Task to carry out
When the string "distant" appears in a line of the records, show the whole line.

----------------

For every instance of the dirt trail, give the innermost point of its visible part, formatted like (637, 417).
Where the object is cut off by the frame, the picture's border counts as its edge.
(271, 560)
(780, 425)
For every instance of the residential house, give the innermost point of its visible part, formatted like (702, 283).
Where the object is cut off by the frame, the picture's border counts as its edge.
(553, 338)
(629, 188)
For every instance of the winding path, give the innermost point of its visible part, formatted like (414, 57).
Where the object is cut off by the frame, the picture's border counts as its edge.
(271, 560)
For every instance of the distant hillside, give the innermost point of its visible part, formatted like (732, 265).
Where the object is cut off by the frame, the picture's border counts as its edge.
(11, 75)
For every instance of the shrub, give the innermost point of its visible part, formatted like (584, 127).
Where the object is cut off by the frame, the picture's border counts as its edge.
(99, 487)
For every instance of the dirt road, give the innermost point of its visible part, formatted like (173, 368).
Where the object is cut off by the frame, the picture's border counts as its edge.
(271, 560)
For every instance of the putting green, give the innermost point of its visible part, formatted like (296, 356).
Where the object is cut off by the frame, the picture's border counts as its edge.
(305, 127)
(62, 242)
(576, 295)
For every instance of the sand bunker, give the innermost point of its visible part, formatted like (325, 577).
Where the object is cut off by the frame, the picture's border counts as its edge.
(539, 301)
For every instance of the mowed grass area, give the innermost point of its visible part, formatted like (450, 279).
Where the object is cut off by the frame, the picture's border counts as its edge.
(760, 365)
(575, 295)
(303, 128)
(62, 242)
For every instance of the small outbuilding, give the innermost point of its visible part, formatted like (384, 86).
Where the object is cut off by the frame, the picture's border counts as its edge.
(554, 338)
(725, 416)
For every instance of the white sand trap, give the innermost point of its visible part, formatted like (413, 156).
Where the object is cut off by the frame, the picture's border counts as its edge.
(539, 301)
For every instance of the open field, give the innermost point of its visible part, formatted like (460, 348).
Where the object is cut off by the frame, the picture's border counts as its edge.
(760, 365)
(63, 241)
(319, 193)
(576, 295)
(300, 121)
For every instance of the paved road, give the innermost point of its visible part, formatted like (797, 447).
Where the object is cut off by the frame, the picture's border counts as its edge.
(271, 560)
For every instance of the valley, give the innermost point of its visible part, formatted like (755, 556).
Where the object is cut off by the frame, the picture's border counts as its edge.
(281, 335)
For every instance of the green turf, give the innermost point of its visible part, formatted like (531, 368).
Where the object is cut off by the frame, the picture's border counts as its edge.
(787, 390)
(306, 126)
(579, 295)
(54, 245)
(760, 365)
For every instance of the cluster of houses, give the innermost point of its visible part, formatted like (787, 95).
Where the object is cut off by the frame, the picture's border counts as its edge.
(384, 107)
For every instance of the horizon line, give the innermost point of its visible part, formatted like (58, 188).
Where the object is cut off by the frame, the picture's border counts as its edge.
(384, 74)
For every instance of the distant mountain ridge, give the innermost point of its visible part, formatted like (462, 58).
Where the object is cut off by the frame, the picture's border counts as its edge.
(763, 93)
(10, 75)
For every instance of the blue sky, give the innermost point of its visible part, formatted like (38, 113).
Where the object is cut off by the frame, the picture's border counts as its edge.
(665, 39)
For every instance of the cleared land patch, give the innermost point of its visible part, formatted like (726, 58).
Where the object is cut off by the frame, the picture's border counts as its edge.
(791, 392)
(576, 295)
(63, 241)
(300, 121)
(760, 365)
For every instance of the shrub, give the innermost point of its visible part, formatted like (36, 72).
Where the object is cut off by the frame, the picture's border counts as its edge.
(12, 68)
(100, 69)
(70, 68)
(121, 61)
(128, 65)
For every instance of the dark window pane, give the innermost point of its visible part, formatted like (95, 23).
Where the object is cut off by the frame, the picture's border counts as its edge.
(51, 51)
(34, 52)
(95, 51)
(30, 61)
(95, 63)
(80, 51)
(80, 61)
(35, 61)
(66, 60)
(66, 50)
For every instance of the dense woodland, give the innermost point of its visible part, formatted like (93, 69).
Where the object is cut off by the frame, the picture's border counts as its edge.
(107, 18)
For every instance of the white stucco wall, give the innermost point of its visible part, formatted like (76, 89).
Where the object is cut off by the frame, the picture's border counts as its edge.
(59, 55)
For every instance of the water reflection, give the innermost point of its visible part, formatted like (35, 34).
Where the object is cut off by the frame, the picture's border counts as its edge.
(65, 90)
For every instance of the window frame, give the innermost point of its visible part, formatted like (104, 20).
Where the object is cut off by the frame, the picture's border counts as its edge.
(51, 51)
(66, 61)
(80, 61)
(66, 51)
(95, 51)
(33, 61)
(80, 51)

----------------

Completed task
For every instance of the distant hillside, give the innermost point of its visible part, formatted like (732, 265).
For every instance of the distant mountain ridge, give the innermost point of its visible part, formatted like (462, 58).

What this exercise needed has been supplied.